*** Document section
Interesting day although I overslept and thus, didn’t get to do my ACIM lesson or write in my blog until now (11PM ish). First, I got off the fence and booked the rest of my trip to Sedona. Yay! I’m looking forward to meditating, hiking and, above all, writing.
Second, Heather and I attended a Community Seder. I haven’t participated in a Seder in more years than I remember but this one, because of it’s casualness and hominess, was really reminiscent of the ones my dad’s family used to have. I really liked how the seder itself had been re-written to encompass more recent events like the Holocaust and other cases of persecution and man’s inhumanity to man. There were a lot of correlations to the concepts of gratitude and compassion which I’ve been so aware of in the last few years. Again, the Universe is opening my eyes to what has always been before me, but took me awhile to actually see. On the way home, we were discussing the Seder and the concept of being a Divine Being having a Human Experience. Heather said she’d heard that exact phrase in connection with Buddhism. I’m sure it’s common to several different belief systems, though. It’s just so basic to me, at least now.
Still having trouble with the shoulder I abused, and OTC pain meds are pretty much useless. At dinner, Heather mentioned needing to take some turmeric for her knee and the little lightbulb went off in my head. Took two when I got home and, Voila! My shoulder feels much better! The pain was bad enough, but when the arm and hand went numb, I was a bit concerned. Will talk to the Chiro about it tomorrow.
Sitting here thinking about what to type next, and looked at the clock on the task bar to find that, once again, it’s 11:11. OK, Universe, you don’t have to beat me over the head. I get it. Really! Stomach is nervous but I think that all of the new endeavors are giving me a jumpy tummy. It’ll pass, if nothing else, by the time I board that plane! I haven’t been back to AZ since I ended things with Bill,and I honestly don’t remember what year that was! It wasn’t important enough for me to remember dates, and heaven only knows, I don’t remember the faces of any of the players any more. Definitely a case where I walked away and, after a short time, didn’t feel the need to look back any more. I took the lesson and left the feelings behind. Something I try to do in so many aspects of my life. In some cases, it’s really easy and in others, I need to put a little more effort and time into it. Interestingly, it’s a similar blank spot to the one I have for the girls’ father. I know the time happened, but it isn’t even a memory any more. It’s just a spot in my life, like a dot on a map which doesn’t even resolve itself into something tangible. Funny how that works. I know there was some pain at the time, and a lot of anger, but now, none of whatever was there seems to even be worth the bother. Just a blip on the radar, like so many parts of my life that were painful at the time.
******
*** Data shown
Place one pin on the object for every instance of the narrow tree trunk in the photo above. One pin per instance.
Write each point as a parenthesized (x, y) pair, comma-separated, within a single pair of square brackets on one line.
******
- Required work:
1. Copy the part of the blog entry starting at "Interesting day although" and ending at "above all, writing.".
2. Answer these questions from the blog entry:
(a) Where did the writer book the rest of a trip to?
(b) Who went to the Community Seder with the writer?
(c) What did Heather say she needed to take for her knee?
3. Write the next part of the blog entry, picking up after its last sentence.

- Final results:
1.
Interesting day although I overslept and thus, didn’t get to do my ACIM lesson or write in my blog until now (11PM ish). First, I got off the fence and booked the rest of my trip to Sedona. Yay! I’m looking forward to meditating, hiking and, above all, writing.

2.
(a) Sedona
(b) Heather
(c) Turmeric

3.
I realize, though, that I’ve never really been in love yet. That’s not to say that it can’t happen, merely that it hasn’t. Oh, I thought, in a case or two, and for an instant, that I might have been, but seriously, if I had been, they wouldn’t be blank spots now. There’d be some kind of fond memory, even if there’d been hurt. I really have never given my heart to anyone, with no restrictions. More to the point, I’ve never met anyone with whom I felt I really wanted to do so. Maybe that’s the whole “finding your soulmate” thing. Once that occurs, you don’t really think about whether or not you will, you just do. To me, it would be like putting on an old, soft pair of jeans or a well broken in pair of shoes. It’s just comfortable and right and you don’t analyze the rightness of it. You just relax and enjoy the feeling. Like a warm, soft bed after a long day. You lay down, sink in, and your whole mind and body elicit an AHHHHHHHHH. That’s what I expect to find.
Love and light.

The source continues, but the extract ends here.